Where a record holds a picture, leave the picture out; otherwise repeat every record exactly.

** MATERIAL SUPPLIED **

..........

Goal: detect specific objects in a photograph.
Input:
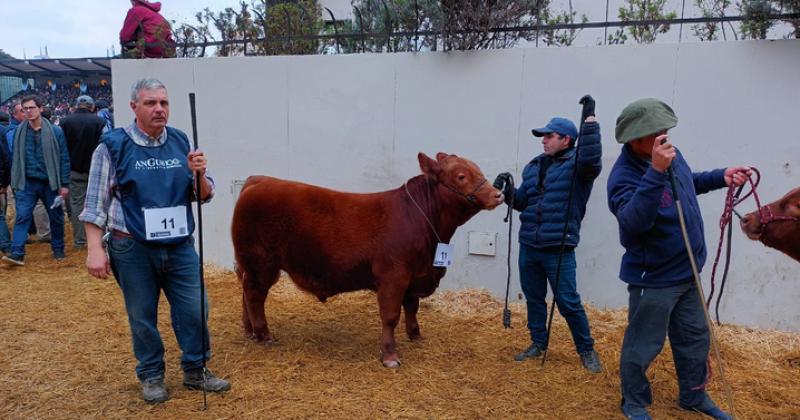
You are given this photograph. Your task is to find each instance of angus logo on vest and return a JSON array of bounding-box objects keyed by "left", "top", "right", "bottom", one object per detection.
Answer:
[{"left": 134, "top": 158, "right": 182, "bottom": 170}]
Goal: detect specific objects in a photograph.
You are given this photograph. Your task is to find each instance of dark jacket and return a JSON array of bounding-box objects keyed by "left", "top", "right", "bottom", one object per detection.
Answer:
[
  {"left": 60, "top": 109, "right": 106, "bottom": 174},
  {"left": 511, "top": 121, "right": 602, "bottom": 248},
  {"left": 0, "top": 124, "right": 11, "bottom": 171},
  {"left": 607, "top": 145, "right": 726, "bottom": 288},
  {"left": 0, "top": 127, "right": 8, "bottom": 188}
]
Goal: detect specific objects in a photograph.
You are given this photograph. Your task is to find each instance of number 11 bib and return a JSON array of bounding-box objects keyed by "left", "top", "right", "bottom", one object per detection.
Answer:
[{"left": 143, "top": 205, "right": 189, "bottom": 239}]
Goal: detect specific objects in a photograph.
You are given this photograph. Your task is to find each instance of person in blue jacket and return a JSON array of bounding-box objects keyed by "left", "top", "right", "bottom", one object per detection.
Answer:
[
  {"left": 0, "top": 105, "right": 21, "bottom": 255},
  {"left": 607, "top": 98, "right": 750, "bottom": 420},
  {"left": 5, "top": 102, "right": 24, "bottom": 153},
  {"left": 494, "top": 96, "right": 603, "bottom": 373},
  {"left": 0, "top": 118, "right": 9, "bottom": 255}
]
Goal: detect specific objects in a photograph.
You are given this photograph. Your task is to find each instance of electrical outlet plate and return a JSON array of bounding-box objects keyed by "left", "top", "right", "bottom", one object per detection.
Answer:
[
  {"left": 468, "top": 231, "right": 497, "bottom": 256},
  {"left": 231, "top": 179, "right": 247, "bottom": 200}
]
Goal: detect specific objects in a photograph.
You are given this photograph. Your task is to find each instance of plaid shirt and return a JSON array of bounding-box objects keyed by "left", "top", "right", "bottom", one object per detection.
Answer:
[{"left": 79, "top": 123, "right": 215, "bottom": 233}]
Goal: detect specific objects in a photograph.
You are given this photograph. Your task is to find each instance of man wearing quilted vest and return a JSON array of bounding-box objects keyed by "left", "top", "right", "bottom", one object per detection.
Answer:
[{"left": 495, "top": 96, "right": 603, "bottom": 373}]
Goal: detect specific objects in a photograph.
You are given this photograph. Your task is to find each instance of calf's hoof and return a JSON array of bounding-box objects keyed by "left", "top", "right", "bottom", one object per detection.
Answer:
[
  {"left": 257, "top": 338, "right": 276, "bottom": 347},
  {"left": 382, "top": 359, "right": 402, "bottom": 369},
  {"left": 380, "top": 352, "right": 402, "bottom": 368},
  {"left": 248, "top": 332, "right": 276, "bottom": 346}
]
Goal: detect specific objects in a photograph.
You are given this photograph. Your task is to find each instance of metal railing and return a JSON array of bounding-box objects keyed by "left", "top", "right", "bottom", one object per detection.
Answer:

..........

** SOLUTION FOR THIS TASK **
Goal: detect specific objects in a photograph.
Input:
You are given this photograph. Your task is to find each instance of angus logo on vest and return a JSON array of bounding-box objects keyed by "left", "top", "right", "bottom", one object per detection.
Answer:
[{"left": 134, "top": 158, "right": 182, "bottom": 170}]
Goal: detect specific objects in a photograph.
You are given this photograph. Your task is to find each instance of dark jacket and return a JSON array of bounding-box objects keyed by "left", "top", "right", "bottom", one object per detection.
Answer:
[
  {"left": 60, "top": 109, "right": 106, "bottom": 174},
  {"left": 511, "top": 121, "right": 602, "bottom": 248},
  {"left": 0, "top": 124, "right": 11, "bottom": 171},
  {"left": 607, "top": 145, "right": 726, "bottom": 288},
  {"left": 0, "top": 127, "right": 8, "bottom": 188}
]
Goal: detect specific objects in a photograph.
You are given this photograph. Your task is to find each instance of number 11 bib and return a JSON array of bounding-box objects keyed by "left", "top", "right", "bottom", one object per detection.
Answer:
[{"left": 143, "top": 205, "right": 189, "bottom": 239}]
Goal: detect specific objects in a photograph.
You are given this photograph. Your task is to find each instance of person in blue jacket and return a JSON array of bounding-box objects keyed by "left", "top", "right", "bottom", one object per detection.
Answer:
[
  {"left": 0, "top": 105, "right": 21, "bottom": 255},
  {"left": 607, "top": 98, "right": 750, "bottom": 420},
  {"left": 5, "top": 102, "right": 24, "bottom": 153},
  {"left": 494, "top": 96, "right": 603, "bottom": 373},
  {"left": 0, "top": 118, "right": 9, "bottom": 255}
]
Goal: detect specific objects in a photograph.
You are given this photograph. Your task is to find each instance of electrical outlet plate and return a JSON array of bounding-box objects keyed by "left", "top", "right", "bottom", one object per detection.
Answer:
[
  {"left": 468, "top": 231, "right": 497, "bottom": 256},
  {"left": 231, "top": 179, "right": 247, "bottom": 200}
]
Goal: detect specific objects in a photograph.
You are given this photograph. Your task is to find each instance of plaid shirt and return a JSON array of bounding-box objects keyed by "left", "top", "right", "bottom", one object per detection.
Answer:
[{"left": 79, "top": 123, "right": 215, "bottom": 233}]
Goal: detect specific objects in a photograph.
You are given this photograph. Your task is to find each instance of man wearing quilted vest and return a JSON array of bounding-box objects keyed by "left", "top", "right", "bottom", one object per detection.
Answer:
[{"left": 495, "top": 96, "right": 603, "bottom": 373}]
Goal: detect specific objects in a photograph.
You are given this photograph. Your task is to find each instance of calf's hoof and return a JSON array of bounding-box objects keyed by "left", "top", "right", "bottom", one object per detection.
Answer:
[
  {"left": 257, "top": 338, "right": 276, "bottom": 347},
  {"left": 382, "top": 359, "right": 402, "bottom": 369},
  {"left": 380, "top": 352, "right": 402, "bottom": 368},
  {"left": 248, "top": 332, "right": 276, "bottom": 346}
]
Goal: detect specific objects in a photograph.
You are given this photograph. Your task is to find each instance of metal railing and return a JSON array of bounding-box objects keyed by "left", "top", "right", "bottom", one object per detection.
Answer:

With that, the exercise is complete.